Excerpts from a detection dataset
+ + +
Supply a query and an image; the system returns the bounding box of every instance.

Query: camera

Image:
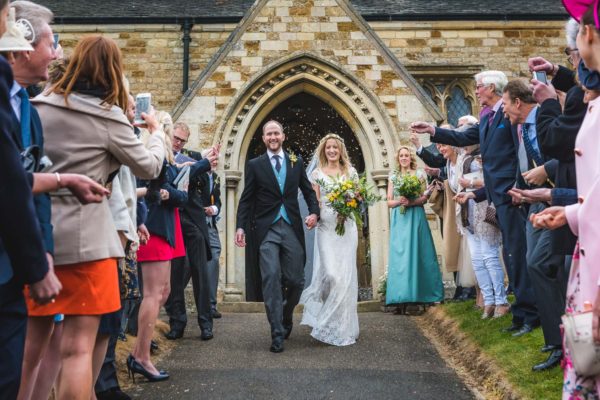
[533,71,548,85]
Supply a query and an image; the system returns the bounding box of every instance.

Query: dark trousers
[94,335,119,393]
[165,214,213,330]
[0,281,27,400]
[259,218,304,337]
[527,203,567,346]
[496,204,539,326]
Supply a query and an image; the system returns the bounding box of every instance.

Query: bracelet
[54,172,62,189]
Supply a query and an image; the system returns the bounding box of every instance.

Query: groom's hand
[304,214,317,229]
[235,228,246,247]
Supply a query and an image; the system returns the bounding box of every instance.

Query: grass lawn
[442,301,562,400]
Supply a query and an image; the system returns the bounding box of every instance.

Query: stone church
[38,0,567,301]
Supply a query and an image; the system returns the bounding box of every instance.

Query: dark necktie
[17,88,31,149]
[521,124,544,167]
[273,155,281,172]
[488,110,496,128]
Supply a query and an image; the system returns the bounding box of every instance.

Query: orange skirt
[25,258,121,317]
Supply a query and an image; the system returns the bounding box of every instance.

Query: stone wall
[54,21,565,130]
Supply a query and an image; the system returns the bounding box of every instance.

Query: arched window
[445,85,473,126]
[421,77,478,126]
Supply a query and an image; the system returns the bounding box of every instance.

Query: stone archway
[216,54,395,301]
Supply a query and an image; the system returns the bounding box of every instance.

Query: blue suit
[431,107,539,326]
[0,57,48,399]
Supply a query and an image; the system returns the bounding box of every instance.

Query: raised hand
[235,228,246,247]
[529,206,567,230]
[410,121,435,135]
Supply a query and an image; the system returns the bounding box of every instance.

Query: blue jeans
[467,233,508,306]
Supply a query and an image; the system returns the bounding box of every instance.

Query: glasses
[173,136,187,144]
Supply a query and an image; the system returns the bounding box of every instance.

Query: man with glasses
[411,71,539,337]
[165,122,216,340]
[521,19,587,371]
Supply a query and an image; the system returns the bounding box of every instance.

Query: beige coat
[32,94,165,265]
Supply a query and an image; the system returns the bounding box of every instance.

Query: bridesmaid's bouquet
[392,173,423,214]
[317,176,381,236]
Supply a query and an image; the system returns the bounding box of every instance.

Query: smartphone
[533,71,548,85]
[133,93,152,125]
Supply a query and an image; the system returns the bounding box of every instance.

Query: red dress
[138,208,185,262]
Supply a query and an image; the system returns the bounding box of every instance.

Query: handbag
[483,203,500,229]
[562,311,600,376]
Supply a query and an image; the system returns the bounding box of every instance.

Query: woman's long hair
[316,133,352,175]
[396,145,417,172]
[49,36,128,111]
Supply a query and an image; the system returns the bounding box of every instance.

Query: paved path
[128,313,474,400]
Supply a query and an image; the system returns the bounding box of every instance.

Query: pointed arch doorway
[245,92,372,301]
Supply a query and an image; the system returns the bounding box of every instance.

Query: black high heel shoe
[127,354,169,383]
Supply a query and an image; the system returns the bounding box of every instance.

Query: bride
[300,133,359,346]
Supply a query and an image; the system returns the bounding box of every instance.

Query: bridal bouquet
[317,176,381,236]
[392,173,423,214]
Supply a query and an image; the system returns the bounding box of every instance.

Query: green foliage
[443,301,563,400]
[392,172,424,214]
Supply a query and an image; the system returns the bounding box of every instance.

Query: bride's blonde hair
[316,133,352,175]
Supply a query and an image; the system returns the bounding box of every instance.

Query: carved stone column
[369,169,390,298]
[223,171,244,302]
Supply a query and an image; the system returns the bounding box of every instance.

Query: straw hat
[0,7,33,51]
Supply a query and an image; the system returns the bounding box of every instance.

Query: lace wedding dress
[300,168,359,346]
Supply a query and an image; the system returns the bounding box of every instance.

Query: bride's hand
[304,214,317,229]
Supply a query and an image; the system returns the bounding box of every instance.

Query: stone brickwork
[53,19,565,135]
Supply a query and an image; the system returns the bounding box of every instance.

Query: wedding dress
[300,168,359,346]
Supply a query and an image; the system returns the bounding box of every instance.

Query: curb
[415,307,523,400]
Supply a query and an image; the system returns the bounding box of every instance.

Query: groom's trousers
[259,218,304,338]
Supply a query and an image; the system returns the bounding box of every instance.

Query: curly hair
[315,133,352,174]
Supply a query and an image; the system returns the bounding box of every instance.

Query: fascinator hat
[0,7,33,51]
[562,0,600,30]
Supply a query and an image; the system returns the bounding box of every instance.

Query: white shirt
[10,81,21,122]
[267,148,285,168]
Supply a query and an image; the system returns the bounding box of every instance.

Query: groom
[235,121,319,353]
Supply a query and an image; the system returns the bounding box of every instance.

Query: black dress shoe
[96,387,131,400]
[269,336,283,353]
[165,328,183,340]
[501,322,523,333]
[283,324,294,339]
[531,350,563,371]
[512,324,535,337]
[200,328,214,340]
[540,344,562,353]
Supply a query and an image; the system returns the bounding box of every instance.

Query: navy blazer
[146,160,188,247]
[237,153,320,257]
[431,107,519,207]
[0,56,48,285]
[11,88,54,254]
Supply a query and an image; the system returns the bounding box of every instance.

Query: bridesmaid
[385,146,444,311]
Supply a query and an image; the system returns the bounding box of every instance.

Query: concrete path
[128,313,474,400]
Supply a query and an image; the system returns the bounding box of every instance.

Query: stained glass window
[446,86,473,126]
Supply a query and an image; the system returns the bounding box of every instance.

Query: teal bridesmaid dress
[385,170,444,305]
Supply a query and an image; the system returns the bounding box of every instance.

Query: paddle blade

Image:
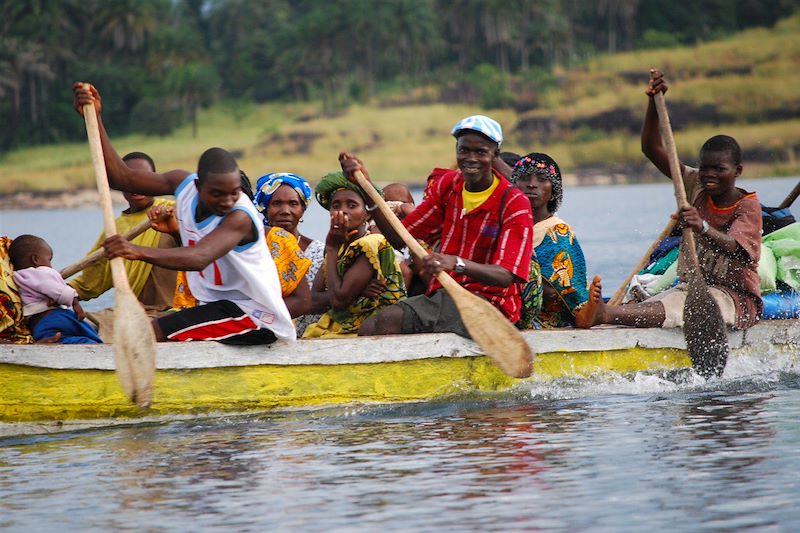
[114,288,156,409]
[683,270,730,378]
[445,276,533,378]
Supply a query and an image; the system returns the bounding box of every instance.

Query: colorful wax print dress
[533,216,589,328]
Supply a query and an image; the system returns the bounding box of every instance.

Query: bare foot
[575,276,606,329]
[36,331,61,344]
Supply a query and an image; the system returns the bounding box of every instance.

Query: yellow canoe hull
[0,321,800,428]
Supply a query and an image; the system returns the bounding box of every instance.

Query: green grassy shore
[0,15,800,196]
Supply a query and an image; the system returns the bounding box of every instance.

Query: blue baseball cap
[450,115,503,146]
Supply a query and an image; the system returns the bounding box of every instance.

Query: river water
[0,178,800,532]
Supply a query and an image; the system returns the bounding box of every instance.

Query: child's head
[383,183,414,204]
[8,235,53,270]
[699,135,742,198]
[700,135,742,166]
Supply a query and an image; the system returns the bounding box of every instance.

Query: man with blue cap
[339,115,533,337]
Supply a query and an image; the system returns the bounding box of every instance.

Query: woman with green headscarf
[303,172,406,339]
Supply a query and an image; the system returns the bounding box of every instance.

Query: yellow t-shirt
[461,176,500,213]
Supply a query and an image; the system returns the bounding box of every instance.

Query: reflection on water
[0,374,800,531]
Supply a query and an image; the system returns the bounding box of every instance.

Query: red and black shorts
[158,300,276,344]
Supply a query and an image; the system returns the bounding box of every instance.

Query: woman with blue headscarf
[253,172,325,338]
+ + +
Set task
Quote all of the data above word for word, leaving out the pictures.

Solution for this exercise
Supply a query and an image; the system returns the bounding box of every instance.

Query: camera

Image:
[533,71,548,85]
Supply a query and an image; the system returns the bounding box of every instance.

Query: dark trousers
[94,335,119,393]
[165,214,213,330]
[0,281,27,400]
[259,218,304,337]
[527,203,567,346]
[496,204,539,326]
Supply a query and an image; the system returns the bounding box of every instance.

Query: bracelet
[54,172,62,189]
Supply a query and an image; the system returns the bounding box of every instance.

Query: groom's hand
[304,214,317,229]
[235,228,246,247]
Supply a query and an image; the system returns the bounding box of every instance.

Query: grass lawn
[442,301,562,400]
Supply a query and an image; the system returns the bounding box of every instance.

Query: stone church
[38,0,567,301]
Supply a query and an image; the system returns the bounding box of every instance.

Query: dark necktie
[17,88,31,149]
[521,124,544,167]
[273,155,281,172]
[488,110,496,128]
Supply a query and an image; the system returns the bounding box of every instance.

Query: orange skirt
[25,258,121,317]
Supply a query and an image; the system returns the bounding box of every instance.

Query: stone wall
[54,21,565,130]
Supply a query and an image; the system returns the bounding box of every instance.

Query: arched window
[445,85,473,126]
[421,77,478,126]
Supply a query and an image; the system returns the bounding box of every instance.

Query: stone archway
[216,54,395,301]
Supply a query and an image; the system returns the bounding box of every instance.

Query: blue suit
[431,107,539,326]
[0,57,48,399]
Supply a query and an image; the system returns the bounding box of every instance.

Query: raised hand
[235,228,246,247]
[529,206,567,230]
[410,121,435,135]
Supply a query and an image; the system returns the bounding box of every instance.

Query: blue jeans
[467,233,508,306]
Supply a query and an image; the system returns the bounding box of every instance.

Query: glasses
[173,136,187,144]
Supply a query and an image; the system returns the bounding box of every instance.

Query: man with glasses
[411,71,539,337]
[165,122,216,340]
[521,19,587,371]
Supply a query and an image; the system returns the bounding box of every instance.

Query: beige coat
[32,94,165,265]
Supply a query and an image; the system returns the bounding box of every instance.

Query: bridesmaid's bouquet
[392,173,423,214]
[317,176,381,236]
Supply a query and an image; the system returns the bounding box of every instance.

Query: smartphone
[533,71,548,85]
[133,93,152,125]
Supply a query and an image; the system returns the bounding box of every instance.

Query: red dress
[138,208,185,262]
Supply a query and an image; the system returns the bounding box of every instance.

Query: handbag
[483,203,500,229]
[562,311,600,376]
Supply a query and an image; the system returns the bounding box of every instance.

Query: woman's long hair
[316,133,352,175]
[396,145,417,172]
[49,36,128,111]
Supply a query and an image; the system returns the bounding box of every instance.

Query: paved path
[128,313,474,400]
Supply a query and an image; the system returns the bounding box of every instance.

Query: pointed arch doorway
[245,92,372,301]
Supply a query and an image; the system returns the bounding box of every instance.

Query: black high heel shoe
[127,354,169,383]
Supply a query and an image; the system returns the bounding box of every instance.

Query: bride
[300,133,359,346]
Supply a query and an image; the system returns the bounding box of every instance.

Query: bridal bouquet
[317,176,381,236]
[392,173,423,214]
Supply a query and an image; the system returns the bounding box of every instance.

Query: green foliage
[443,301,563,400]
[392,172,424,214]
Supply a query and an image; the system returns the bounding box of every instance.

Query: bride's blonde hair
[316,133,352,175]
Supply a query and an image; the system returns the bounding box of every instance.

Query: carved stone column
[369,169,390,298]
[223,171,244,302]
Supply a query and an image; the system returns the bounding box of every instance.

Query: straw hat
[0,7,33,51]
Supply a query and an image; the system returns the bounding box of every instance.

Query: lace wedding dress
[300,168,359,346]
Supply a query and an image; the system returns the bounding box of every instance.

Query: bride's hand
[304,214,317,229]
Supply a query and an image; the system returns the bounding box of every instance.

Query: stone brickwork
[53,19,565,135]
Supply a query and an image; the system returns the bounding box of every instance.

Query: wedding dress
[300,168,359,346]
Supply a query and an image; the system returns the bounding box of every instance.

Query: curb
[415,307,523,400]
Supply a query and an image; the system returns the bounding box of every instance.

Query: groom's trousers
[259,218,304,338]
Supply a query and an image; the system returns the bounding box of every instance.

Query: curly hair
[315,133,352,174]
Supply a query and an image; the system returns the bounding box of every instance.

Query: fascinator hat
[0,7,33,51]
[562,0,600,30]
Supply a query and an image; the system returns the bounding box of every instance.

Query: white shirt
[10,81,21,122]
[267,148,285,168]
Supply a query and an image; the system returns the bounding box of every instance.

Query: groom
[235,121,319,353]
Supply a query and an image; the system returns the bounding box of every instance.

Query: black dress shoe
[96,387,131,400]
[269,336,283,353]
[165,328,183,340]
[501,322,523,333]
[283,324,294,339]
[531,350,563,371]
[512,324,535,337]
[200,328,214,340]
[540,344,562,353]
Supply a query and an image; the system returns the bounding box of every instance.

Query: navy blazer
[146,160,188,247]
[237,153,320,257]
[431,107,519,207]
[0,56,48,285]
[11,88,54,254]
Supply a query and an image; the system returns the bounding box of every instance.

Query: bridesmaid
[385,146,444,311]
Supply a query and an image; the system returns the bounding box of every instance.

Query: concrete path
[128,313,474,400]
Supply a query and an image; the system returns the bounding box of every instance.

Query: stained glass window
[446,86,473,126]
Supply a query and an image; the system returns the bounding box of every instance.

Query: teal bridesmaid dress
[385,170,444,305]
Supply a query and an image; the system returns the bounding box of every instance.

Query: paddle blade

Image:
[114,288,156,409]
[683,270,730,378]
[445,276,533,378]
Supply a query and an image; the system returns the bounding box of every instance.

Query: colorful wax print dress
[533,216,589,328]
Supply a query and an image; the system returns the bounding box of every instance.

Query: bare foot
[575,276,606,329]
[36,331,61,344]
Supply a query and an image; the system returns the bounding box of every instance.

Query: yellow canoe hull
[0,321,800,428]
Supply a query and an image; the system returns the bounding box of every instance.

Query: green grassy shore
[0,15,800,196]
Supply a query and an image; the system returns the bounding box of every instance.

Query: blue baseball cap
[450,115,503,146]
Supply a query and an image; the system returns the bounding box of every instance.

Query: river water
[0,178,800,532]
Supply a query and an image; the system returns the bounding box of every instance.

Query: child's head
[383,183,414,204]
[8,235,53,270]
[699,135,742,198]
[700,135,742,166]
Supply a query and an image; the system returns the bounding box of every instance.

Query: man with blue cap
[339,115,533,337]
Supply a query and an image; the system returns the bounding box of every instance.

Query: woman with green headscarf
[303,172,406,339]
Supply a query and an image; the system returns the bounding box of every instance.

Query: yellow t-shirt
[461,176,500,213]
Supply a query and an image; the system returns the bounding box of every instance.

Query: reflection on water
[0,374,800,531]
Supply a query and an image; the system returns the bounding box of every instance.

Query: red and black shorts
[158,300,276,344]
Supply a query and an image; the system returns the bounding box of every instance.

Query: woman with blue headscarf
[253,172,325,338]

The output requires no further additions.